### [Directions]
1 > From the transcript on Bible commentaries, reproduce the passage word for word, starting at "SISTER SHANNON: A" and ending at "be really powerful.".
2 > In the transcript on Bible commentaries, what does Sister Shannon say the Pharisees and the Sadducees actually were?
3 > List every sentence that Sister Maxine speaks in the transcript on Bible commentaries.

### [Text provided]
_ _ _ _
SISTER MAXINE: It might be helpful to use commentaries as well. A good Bible commentary on the side can be really useful.
SISTER SHANNON: A commentary is a text that literally makes comments about the meaning of the text, oftentimes verse by verse. Sometimes in summary form. They can be very useful if you come across terminology that is unique that you might not have an interpretation of. For example, we all have an assumption about the Pharisees and the Sadducees. In our minds, I think, many Christians just think of them as the bad guys, when in fact, they were very devout Jewish men at that time. So understanding the words as well as the meaning of the story can be really powerful.
SISTER MAXINE: We talked a little earlier about study Bibles. I know that you had a hand in putting together a study Bible.
_ _ _ _
### [Information provided]
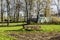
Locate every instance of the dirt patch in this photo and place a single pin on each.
(35, 35)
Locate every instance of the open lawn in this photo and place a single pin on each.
(44, 28)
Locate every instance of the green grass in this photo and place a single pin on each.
(4, 36)
(49, 28)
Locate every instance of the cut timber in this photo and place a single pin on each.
(32, 27)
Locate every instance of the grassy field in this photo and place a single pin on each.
(49, 28)
(44, 28)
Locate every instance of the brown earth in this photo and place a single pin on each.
(35, 35)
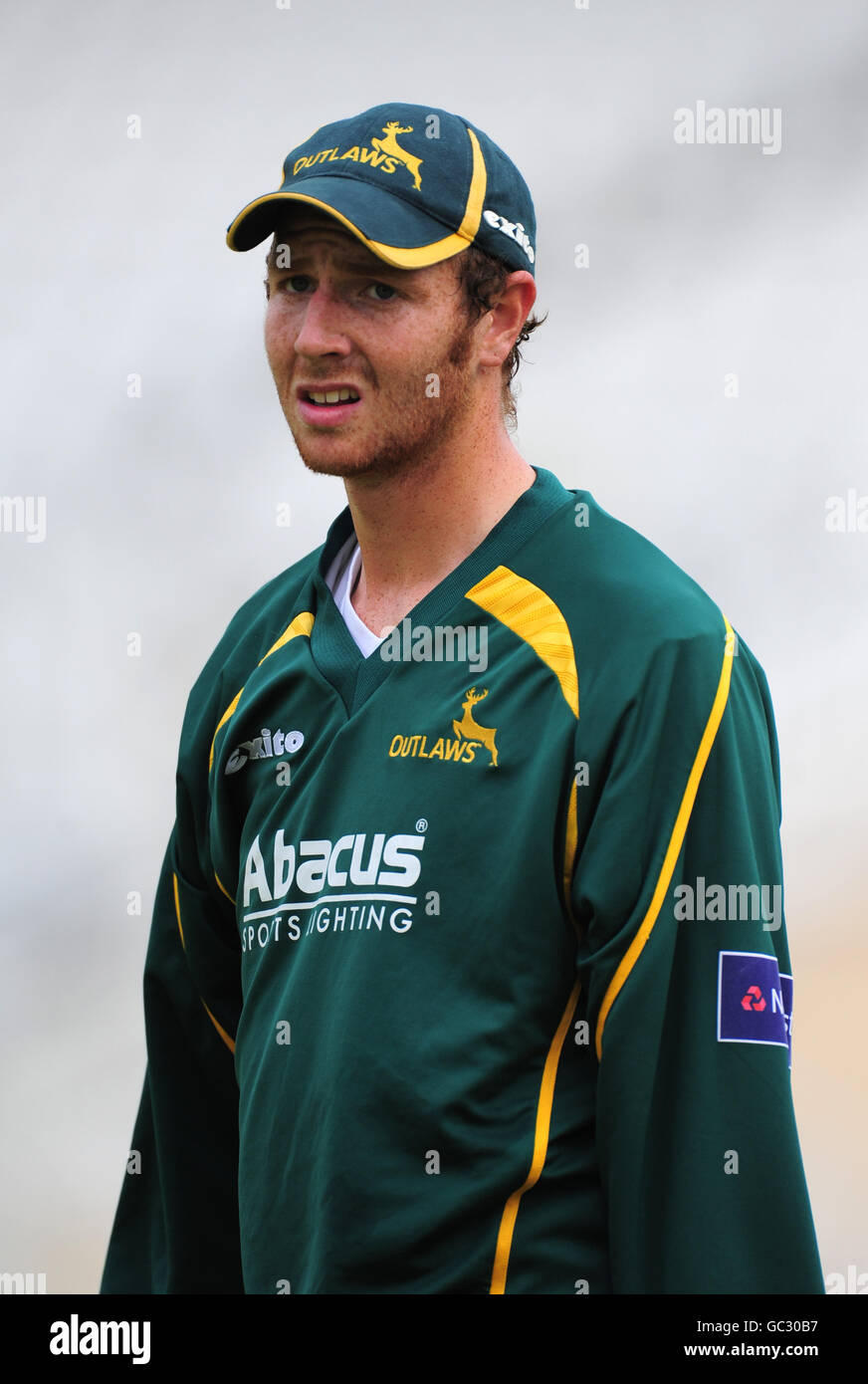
_ _ _ _
### [Outputs by task]
1 >
SISTER SHANNON: A commentary is a text that literally makes comments about the meaning of the text, oftentimes verse by verse. Sometimes in summary form. They can be very useful if you come across terminology that is unique that you might not have an interpretation of. For example, we all have an assumption about the Pharisees and the Sadducees. In our minds, I think, many Christians just think of them as the bad guys, when in fact, they were very devout Jewish men at that time. So understanding the words as well as the meaning of the story can be really powerful.

2 > They were very devout Jewish men at that time.

3 >
- It might be helpful to use commentaries as well.
- A good Bible commentary on the side can be really useful.
- We talked a little earlier about study Bibles.
- I know that you had a hand in putting together a study Bible.